## Selection

▬▬▬

‘The work was superb – almost unprecedented for its time. But it was also cartography in the service of empire’
This isn’t just a map of Cyprus. It’s THE map!
The map that, for over 100 years, defined how our island was seen, measured and governed. The map that laid out not just borders and boundaries, but distinct lines of power that – even today – echo through our land, our identity, our past.
For the late 1800s, it’s an astonishing piece of work: every village, valley and ridge recorded in meticulous detail – everything from crumbling chapels to forgotten footpaths clear and sharp. Metres in length, it’s divided into 15 separate sheets – which, put together, show the entire island of the time. And, in its totality, it captures Cyprus as it was seen through British eyes – precise, ordered and ready to be ruled.
Because this map wasn’t just a record. It was a reframing…
The year was 1878. The British had just assumed control of Cyprus from the Ottomans as part of a secret agreement. Officially, it was a ‘protectorate’. In practice, it was something far more strategic– a foothold in the Eastern Mediterranean, ripe for reorganisation.

▬▬▬

Reproduce the passage about the British map of Cyprus word for word and in full.

▬▬▬

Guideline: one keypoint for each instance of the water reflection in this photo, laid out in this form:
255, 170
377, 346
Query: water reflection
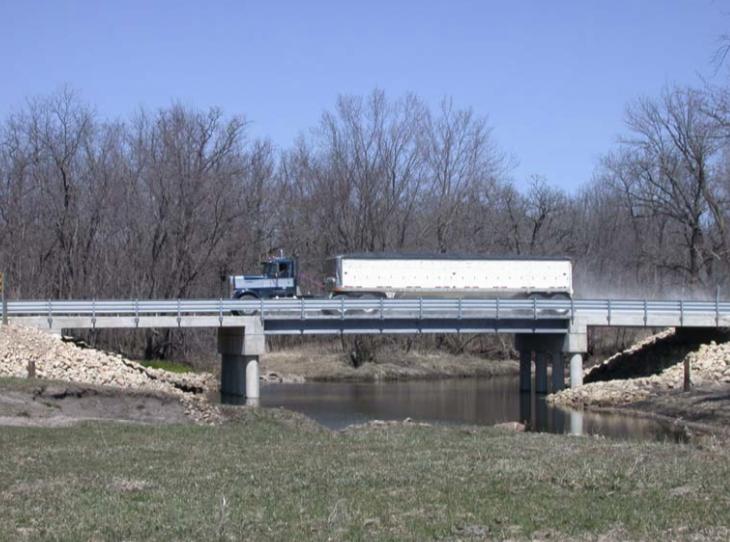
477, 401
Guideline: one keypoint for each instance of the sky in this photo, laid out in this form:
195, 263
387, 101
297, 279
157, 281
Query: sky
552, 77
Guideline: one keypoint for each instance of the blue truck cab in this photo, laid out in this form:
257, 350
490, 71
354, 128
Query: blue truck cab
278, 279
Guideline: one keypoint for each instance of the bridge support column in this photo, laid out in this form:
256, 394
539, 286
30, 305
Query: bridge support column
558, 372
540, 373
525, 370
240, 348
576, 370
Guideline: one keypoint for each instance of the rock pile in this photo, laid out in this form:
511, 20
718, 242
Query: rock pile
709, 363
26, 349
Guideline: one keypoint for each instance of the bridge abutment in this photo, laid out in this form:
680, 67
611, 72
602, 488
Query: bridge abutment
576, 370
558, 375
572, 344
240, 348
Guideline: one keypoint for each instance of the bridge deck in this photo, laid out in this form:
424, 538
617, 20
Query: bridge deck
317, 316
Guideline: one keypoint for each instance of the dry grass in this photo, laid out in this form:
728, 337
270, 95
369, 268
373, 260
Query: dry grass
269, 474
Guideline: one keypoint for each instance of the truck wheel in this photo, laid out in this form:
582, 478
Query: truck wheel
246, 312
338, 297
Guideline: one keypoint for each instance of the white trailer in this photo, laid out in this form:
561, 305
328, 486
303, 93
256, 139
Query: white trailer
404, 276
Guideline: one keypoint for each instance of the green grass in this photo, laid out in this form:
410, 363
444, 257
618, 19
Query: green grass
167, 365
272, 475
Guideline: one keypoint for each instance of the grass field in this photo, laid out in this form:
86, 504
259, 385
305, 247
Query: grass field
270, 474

▬▬▬

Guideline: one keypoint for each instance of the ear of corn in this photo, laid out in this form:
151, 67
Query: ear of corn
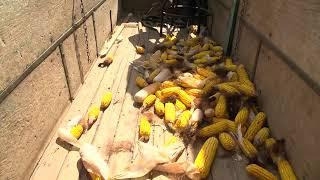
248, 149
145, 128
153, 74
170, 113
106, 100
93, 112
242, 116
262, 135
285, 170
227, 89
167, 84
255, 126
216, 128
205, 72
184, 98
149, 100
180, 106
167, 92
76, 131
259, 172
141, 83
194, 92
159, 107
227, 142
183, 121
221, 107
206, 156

▬▬▬

## Reply to the exercise
‘The work was superb – almost unprecedented for its time. But it was also cartography in the service of empire’
This isn’t just a map of Cyprus. It’s THE map!
The map that, for over 100 years, defined how our island was seen, measured and governed. The map that laid out not just borders and boundaries, but distinct lines of power that – even today – echo through our land, our identity, our past.
For the late 1800s, it’s an astonishing piece of work: every village, valley and ridge recorded in meticulous detail – everything from crumbling chapels to forgotten footpaths clear and sharp. Metres in length, it’s divided into 15 separate sheets – which, put together, show the entire island of the time. And, in its totality, it captures Cyprus as it was seen through British eyes – precise, ordered and ready to be ruled.
Because this map wasn’t just a record. It was a reframing…
The year was 1878. The British had just assumed control of Cyprus from the Ottomans as part of a secret agreement. Officially, it was a ‘protectorate’. In practice, it was something far more strategic– a foothold in the Eastern Mediterranean, ripe for reorganisation.